(Entries from a point annotation set)
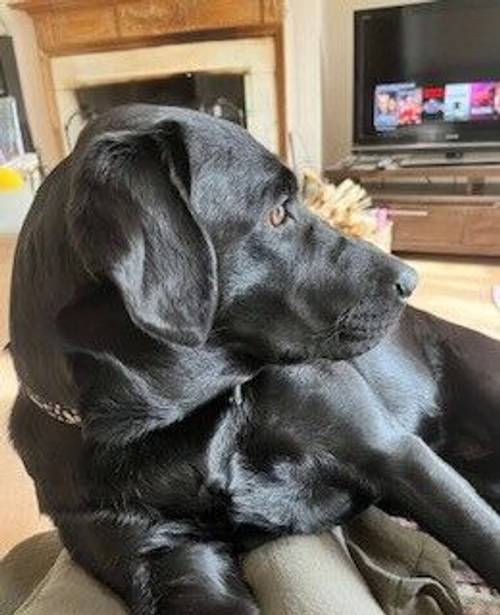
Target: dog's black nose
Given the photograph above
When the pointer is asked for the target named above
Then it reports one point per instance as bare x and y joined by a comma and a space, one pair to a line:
406, 281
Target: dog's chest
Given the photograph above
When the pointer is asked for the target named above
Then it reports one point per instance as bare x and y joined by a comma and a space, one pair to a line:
402, 379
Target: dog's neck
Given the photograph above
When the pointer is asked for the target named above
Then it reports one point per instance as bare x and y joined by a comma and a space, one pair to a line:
124, 401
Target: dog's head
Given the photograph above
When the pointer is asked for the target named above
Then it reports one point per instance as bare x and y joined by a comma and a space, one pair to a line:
202, 232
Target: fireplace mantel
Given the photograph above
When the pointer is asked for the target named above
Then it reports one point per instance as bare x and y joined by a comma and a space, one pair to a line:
76, 27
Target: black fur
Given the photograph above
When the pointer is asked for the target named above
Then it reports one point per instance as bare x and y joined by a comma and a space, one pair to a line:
148, 283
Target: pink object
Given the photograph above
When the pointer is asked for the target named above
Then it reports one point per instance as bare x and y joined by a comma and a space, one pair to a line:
382, 216
495, 295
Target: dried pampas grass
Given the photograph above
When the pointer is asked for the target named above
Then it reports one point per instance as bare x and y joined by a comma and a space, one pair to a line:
345, 207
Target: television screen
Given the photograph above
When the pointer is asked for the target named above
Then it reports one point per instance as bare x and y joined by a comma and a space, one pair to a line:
428, 75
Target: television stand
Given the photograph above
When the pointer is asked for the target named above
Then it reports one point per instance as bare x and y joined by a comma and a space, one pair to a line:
452, 210
449, 159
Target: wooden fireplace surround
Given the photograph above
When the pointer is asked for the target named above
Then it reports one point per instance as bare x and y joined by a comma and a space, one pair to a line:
68, 27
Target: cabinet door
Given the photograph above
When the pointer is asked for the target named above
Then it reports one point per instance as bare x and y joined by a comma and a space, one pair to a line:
428, 228
482, 229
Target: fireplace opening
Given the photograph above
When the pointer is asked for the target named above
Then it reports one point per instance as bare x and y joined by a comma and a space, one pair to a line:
220, 95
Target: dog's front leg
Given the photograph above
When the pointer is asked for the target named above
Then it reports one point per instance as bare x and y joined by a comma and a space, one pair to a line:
442, 502
153, 568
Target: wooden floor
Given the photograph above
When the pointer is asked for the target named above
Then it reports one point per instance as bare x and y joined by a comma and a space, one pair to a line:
459, 290
455, 289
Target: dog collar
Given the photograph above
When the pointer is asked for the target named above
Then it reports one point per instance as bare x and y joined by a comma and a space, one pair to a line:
60, 412
71, 416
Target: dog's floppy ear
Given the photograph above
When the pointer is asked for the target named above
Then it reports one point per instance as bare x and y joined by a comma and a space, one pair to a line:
130, 222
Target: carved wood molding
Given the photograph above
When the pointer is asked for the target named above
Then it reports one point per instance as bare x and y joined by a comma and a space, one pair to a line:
65, 26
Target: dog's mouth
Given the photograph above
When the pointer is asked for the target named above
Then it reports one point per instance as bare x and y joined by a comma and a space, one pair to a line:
362, 328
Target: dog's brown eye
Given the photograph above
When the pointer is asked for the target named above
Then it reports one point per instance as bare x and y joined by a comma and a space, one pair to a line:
277, 215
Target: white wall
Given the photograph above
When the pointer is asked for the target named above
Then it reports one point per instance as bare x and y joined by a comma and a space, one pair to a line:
303, 78
20, 26
338, 40
319, 47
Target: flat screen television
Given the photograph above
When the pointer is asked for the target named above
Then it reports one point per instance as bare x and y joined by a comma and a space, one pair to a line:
427, 76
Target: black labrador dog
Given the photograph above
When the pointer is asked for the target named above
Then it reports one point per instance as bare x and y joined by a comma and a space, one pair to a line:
205, 366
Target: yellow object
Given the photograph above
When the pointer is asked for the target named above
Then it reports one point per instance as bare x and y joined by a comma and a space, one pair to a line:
10, 179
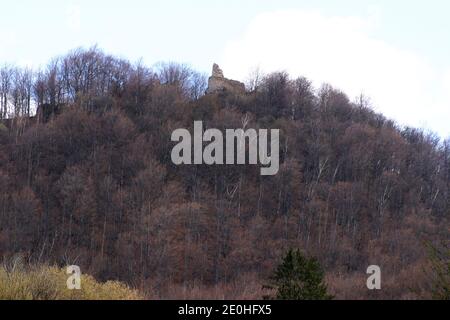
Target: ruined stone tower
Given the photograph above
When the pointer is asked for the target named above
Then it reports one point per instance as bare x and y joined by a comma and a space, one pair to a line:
218, 83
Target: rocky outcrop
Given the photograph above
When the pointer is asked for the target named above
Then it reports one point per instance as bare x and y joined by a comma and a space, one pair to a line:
218, 83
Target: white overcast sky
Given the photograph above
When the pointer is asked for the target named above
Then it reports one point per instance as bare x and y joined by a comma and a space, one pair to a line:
395, 52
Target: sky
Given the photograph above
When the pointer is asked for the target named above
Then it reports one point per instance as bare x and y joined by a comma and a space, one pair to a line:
395, 52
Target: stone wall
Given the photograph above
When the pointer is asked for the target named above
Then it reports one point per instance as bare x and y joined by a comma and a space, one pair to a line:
218, 83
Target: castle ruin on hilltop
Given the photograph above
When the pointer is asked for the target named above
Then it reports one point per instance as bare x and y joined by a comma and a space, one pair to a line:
217, 83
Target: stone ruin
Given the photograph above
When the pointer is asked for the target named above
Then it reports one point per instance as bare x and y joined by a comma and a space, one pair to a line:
217, 83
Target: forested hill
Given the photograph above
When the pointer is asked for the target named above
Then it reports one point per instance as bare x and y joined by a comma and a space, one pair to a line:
89, 181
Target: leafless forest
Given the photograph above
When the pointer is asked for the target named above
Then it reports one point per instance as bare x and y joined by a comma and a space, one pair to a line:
88, 180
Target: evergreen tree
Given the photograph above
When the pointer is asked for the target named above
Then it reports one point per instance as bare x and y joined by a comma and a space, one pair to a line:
299, 278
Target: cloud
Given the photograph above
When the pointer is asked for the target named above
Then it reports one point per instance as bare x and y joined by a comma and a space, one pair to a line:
74, 17
341, 51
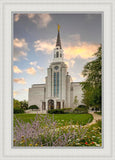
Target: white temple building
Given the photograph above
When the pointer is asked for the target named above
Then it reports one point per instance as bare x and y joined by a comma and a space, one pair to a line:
58, 91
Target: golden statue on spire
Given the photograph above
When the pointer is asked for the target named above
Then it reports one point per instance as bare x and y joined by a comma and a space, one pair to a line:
58, 27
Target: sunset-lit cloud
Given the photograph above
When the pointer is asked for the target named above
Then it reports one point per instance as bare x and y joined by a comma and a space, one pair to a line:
31, 71
16, 17
20, 43
40, 68
20, 80
46, 46
70, 63
15, 59
74, 78
83, 50
33, 63
17, 70
41, 20
30, 15
15, 93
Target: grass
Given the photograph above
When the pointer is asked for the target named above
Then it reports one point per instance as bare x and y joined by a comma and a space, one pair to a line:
99, 113
62, 119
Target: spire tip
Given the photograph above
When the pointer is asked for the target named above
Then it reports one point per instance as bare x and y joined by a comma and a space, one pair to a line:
58, 27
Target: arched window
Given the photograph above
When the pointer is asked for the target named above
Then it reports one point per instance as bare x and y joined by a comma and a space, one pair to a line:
56, 84
57, 54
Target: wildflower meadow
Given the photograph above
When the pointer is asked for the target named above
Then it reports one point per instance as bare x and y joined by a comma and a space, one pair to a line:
46, 130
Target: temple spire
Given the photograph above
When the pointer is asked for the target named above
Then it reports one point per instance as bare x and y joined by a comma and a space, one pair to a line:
58, 43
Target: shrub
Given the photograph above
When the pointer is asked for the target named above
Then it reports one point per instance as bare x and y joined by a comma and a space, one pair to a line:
68, 110
82, 106
56, 111
18, 110
43, 131
80, 110
33, 107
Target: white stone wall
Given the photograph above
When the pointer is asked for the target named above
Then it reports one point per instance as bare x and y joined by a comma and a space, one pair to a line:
68, 89
76, 91
37, 96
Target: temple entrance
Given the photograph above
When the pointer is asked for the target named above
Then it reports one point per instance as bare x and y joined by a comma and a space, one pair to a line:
50, 104
43, 105
58, 106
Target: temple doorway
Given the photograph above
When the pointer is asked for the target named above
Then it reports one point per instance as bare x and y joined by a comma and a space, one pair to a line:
50, 104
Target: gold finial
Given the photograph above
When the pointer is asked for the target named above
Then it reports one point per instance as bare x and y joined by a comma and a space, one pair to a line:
58, 27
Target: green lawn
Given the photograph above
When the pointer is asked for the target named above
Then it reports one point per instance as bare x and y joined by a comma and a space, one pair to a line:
99, 113
62, 119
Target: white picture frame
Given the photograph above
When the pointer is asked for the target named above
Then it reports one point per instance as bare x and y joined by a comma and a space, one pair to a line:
9, 6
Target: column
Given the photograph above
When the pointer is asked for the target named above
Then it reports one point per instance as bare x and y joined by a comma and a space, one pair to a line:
46, 105
54, 104
61, 104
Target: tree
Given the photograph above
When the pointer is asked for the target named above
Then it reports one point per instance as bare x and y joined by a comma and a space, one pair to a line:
33, 107
75, 101
24, 104
92, 86
16, 103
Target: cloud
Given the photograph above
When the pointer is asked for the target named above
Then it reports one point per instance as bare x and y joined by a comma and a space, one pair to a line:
74, 78
70, 63
46, 46
20, 43
30, 16
23, 53
40, 68
16, 17
78, 48
41, 20
16, 69
26, 89
31, 71
15, 59
83, 50
33, 63
18, 54
20, 91
20, 80
15, 93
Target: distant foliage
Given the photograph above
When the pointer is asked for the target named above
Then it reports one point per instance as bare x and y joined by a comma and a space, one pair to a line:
44, 131
24, 104
76, 101
80, 110
16, 103
33, 107
56, 111
82, 106
20, 104
18, 110
68, 110
92, 86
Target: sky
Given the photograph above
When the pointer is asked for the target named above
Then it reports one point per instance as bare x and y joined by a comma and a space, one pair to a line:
34, 40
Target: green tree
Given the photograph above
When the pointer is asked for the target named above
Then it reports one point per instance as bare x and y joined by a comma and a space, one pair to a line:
16, 103
75, 101
24, 104
33, 107
92, 86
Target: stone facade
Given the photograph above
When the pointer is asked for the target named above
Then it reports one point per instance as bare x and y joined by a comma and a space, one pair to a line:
59, 91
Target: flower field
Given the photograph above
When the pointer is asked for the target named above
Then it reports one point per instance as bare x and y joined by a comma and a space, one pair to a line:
44, 130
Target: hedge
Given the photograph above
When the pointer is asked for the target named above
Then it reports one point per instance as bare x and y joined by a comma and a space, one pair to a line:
80, 110
18, 110
33, 107
56, 111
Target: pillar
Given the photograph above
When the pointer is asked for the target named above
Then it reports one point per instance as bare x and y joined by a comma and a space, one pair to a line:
54, 104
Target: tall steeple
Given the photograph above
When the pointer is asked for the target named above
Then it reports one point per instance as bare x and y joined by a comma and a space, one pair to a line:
58, 43
58, 51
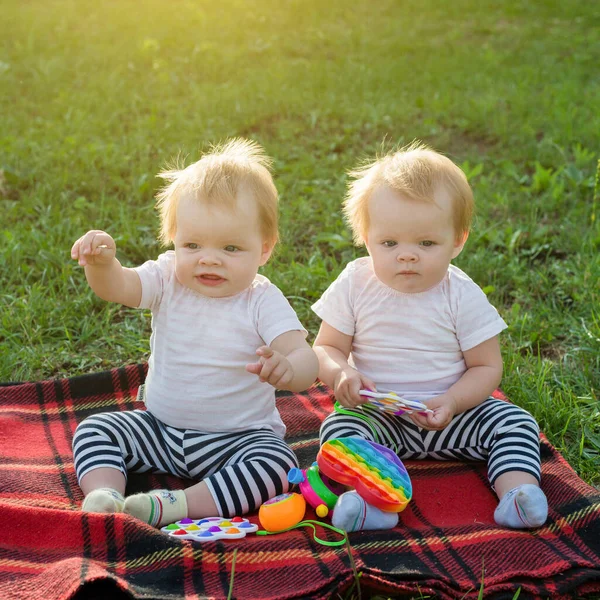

- [Written exercise]: Scale the lines from the one containing "Target: tall steeple" through the end of the lines, and rewrite them in full with their requests. Multiply every x and y point coordinate in the answers by 0.8 and round each result to a whole number, with halves rounding up. Leave the pictures out of your answer.

- [Exercise solution]:
Target: tall steeple
Given the photograph above
When the pointer is asked for the target named above
Then it reports one point per instance as bare x and y joined by a comma and a space, one pair to a line:
46, 34
46, 41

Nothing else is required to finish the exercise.